Verilen metin
◆ ◆ ◆ ◆ ◆ ◆ ◆
Otobüs – Orhan Miçoğulları

Otobüs filmi ise her ne kadar bu gerçekliğe temas ediyor gibi görünüyor olsa da en saf haliyle alıntıladığı nokta gerçeklik değil, tam tersine yabancılaşma ve gerçeklik olgusunun ne kadar kaygan bir zeminde olduğunu göstermektir.

Tunç Okan’ın 1976 yılında çektiği Otobüs filmi Türk sinema tarihinin arka planında kalmış, daha doğrusu Yeşilçam sinema filmleri ile ve biraz öncesinde başlayan üçüncü dünya sineması başlığı adı altında ‘sosyal gerçeklik’ olarak terennüm edilen sinemanın arasında bir boşlukta sallanır ki, Türk sinema tarihinde eşine benzer bir film bulmak neredeyse mümkün değildir.

Aziz Nesin’in “Bu film çok saçma, ben milletimi bilirim, o kadar Türk bir otobüste İsveç’in ortasında 1 hafta kalacak ve dışarı bile çıkmayacaklar, o kadar zamanda o Türkler dışarı çıkar 3–5 sarışın hatun düdükler, iki de kebapçı dükkânı açarlar.” Nesin gibi birçok kişi benzer hataya düşüp filmin gerçekçi olmayan peyzajlarından dem vurmuş filmi kötülemek adına, filmin gerçek yaşamdan alınmış hikâyesinin, aşırı uçlara yönelmiş anlatımından rahatsız olarak filmin ‘gerçekle’ örtüşmediğinden dem vurmuştur.
◆ ◆ ◆ ◆ ◆ ◆ ◆
Kayıtlı satırlar
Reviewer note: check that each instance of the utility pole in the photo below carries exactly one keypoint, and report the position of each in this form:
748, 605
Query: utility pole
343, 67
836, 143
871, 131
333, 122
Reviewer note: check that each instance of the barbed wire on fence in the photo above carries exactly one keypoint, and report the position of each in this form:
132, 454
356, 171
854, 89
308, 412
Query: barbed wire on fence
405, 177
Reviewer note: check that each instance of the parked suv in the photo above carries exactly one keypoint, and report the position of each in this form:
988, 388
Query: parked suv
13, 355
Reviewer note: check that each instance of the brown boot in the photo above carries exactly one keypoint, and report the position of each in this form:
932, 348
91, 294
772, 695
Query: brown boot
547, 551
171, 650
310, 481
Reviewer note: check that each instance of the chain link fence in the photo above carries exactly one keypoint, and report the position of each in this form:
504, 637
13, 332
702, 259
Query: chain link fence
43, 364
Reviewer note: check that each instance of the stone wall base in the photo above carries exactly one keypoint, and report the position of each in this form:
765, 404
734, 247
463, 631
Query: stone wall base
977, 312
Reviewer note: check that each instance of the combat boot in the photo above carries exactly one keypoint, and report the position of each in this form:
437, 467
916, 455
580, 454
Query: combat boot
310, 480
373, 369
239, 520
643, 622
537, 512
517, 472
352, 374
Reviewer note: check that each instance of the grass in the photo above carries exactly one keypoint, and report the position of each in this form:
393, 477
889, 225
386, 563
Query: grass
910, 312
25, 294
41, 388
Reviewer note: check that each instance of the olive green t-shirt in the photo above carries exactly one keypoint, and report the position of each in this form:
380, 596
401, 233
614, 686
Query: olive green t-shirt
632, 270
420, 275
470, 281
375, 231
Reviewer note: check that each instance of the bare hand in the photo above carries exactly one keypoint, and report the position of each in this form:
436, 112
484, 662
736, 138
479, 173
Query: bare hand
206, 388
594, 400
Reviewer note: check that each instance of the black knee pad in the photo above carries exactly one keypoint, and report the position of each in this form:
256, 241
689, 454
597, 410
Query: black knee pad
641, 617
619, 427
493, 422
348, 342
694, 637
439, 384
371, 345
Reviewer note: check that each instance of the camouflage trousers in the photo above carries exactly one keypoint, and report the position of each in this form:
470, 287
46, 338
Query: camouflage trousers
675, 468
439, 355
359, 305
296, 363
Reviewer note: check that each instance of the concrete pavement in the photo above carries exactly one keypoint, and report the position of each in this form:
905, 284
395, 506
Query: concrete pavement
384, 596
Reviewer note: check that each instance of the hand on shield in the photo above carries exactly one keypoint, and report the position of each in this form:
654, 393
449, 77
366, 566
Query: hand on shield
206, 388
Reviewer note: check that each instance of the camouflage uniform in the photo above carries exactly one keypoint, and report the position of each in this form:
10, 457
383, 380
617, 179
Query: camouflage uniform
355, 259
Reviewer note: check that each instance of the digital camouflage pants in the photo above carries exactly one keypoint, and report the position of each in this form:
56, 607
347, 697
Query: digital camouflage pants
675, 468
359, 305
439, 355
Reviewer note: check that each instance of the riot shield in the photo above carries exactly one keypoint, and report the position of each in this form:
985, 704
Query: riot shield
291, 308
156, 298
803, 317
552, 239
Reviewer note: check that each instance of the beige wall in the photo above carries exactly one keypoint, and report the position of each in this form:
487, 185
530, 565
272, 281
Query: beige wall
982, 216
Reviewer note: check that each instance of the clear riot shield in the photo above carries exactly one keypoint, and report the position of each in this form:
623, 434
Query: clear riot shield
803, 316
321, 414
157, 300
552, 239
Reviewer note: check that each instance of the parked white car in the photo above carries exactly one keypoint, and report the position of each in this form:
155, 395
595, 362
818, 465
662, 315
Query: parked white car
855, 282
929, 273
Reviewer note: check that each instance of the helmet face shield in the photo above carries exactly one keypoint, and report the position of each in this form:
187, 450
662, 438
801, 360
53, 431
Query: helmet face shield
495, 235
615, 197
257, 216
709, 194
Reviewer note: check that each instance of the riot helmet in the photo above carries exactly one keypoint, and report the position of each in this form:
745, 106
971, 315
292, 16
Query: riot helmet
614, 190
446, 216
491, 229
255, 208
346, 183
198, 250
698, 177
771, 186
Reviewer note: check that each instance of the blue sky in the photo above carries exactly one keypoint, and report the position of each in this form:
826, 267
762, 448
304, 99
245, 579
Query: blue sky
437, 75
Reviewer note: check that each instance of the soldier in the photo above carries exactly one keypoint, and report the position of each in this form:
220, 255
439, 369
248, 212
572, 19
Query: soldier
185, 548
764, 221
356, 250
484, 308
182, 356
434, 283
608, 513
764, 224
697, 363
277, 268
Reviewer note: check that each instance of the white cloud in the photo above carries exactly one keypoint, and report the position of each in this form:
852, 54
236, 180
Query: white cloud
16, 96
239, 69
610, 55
◆ ◆ ◆ ◆ ◆ ◆ ◆
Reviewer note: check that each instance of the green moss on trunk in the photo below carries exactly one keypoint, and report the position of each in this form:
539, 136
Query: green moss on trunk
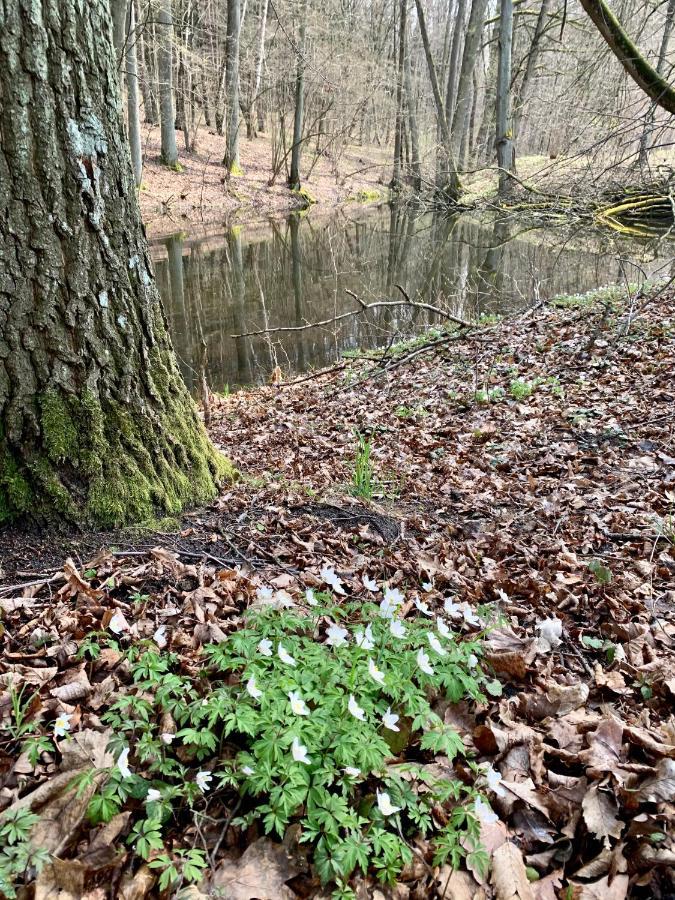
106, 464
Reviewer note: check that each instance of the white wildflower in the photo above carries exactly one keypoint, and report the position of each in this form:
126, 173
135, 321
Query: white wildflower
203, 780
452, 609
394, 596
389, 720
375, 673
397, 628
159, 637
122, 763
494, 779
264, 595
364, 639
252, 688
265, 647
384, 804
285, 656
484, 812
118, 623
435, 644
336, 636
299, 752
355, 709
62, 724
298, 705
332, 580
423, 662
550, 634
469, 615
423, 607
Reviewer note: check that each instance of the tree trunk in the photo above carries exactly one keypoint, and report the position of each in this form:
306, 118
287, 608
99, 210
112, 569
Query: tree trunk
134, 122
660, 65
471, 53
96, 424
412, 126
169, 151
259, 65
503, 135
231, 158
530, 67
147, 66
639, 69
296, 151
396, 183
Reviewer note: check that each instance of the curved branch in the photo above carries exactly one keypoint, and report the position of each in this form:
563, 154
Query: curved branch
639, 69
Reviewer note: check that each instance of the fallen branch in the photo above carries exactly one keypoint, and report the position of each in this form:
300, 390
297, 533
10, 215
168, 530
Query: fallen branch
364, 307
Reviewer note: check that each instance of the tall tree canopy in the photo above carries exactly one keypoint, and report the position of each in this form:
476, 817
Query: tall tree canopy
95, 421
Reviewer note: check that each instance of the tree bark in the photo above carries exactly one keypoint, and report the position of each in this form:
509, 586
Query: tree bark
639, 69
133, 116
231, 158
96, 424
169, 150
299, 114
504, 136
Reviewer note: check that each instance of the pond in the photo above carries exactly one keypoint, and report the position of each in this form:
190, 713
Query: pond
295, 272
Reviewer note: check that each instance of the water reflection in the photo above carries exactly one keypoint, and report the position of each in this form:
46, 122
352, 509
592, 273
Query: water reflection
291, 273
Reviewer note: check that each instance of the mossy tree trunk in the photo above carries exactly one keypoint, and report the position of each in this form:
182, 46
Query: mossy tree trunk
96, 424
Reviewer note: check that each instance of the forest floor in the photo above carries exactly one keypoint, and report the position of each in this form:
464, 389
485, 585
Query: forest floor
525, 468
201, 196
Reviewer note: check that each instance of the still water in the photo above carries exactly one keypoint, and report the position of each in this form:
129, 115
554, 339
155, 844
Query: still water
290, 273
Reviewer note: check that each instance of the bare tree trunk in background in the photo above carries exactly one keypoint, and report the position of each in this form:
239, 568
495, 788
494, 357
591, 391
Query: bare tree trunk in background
◆ ◆ ◆ ◆ ◆ ◆ ◆
Yapılacaklar
1) Otobüs filmi üzerine yazılan metinde "Otobüs – Orhan" ile başlayıp "zeminde olduğunu göstermektir." ile biten kısmı hiç değiştirmeden yeniden yazın.
2) Otobüs filmi üzerine yazılan metne göre Aziz Nesin filmi neden saçma bulmuştur? Bir ila üç cümleyle açıklayın.

Görev çıktıları
1)
Otobüs – Orhan Miçoğulları

Otobüs filmi ise her ne kadar bu gerçekliğe temas ediyor gibi görünüyor olsa da en saf haliyle alıntıladığı nokta gerçeklik değil, tam tersine yabancılaşma ve gerçeklik olgusunun ne kadar kaygan bir zeminde olduğunu göstermektir.

2) Aziz Nesin milletini bildiğini söyler. Ona göre o kadar Türk'ün İsveç'in ortasında bir otobüste bir hafta boyunca dışarı bile çıkmadan kalması inandırıcı değildir. Nesin'e göre bu sürede o Türkler dışarı çıkar, birkaç sarışın kadınla ilişki kurar ve iki kebapçı dükkânı açarlardı.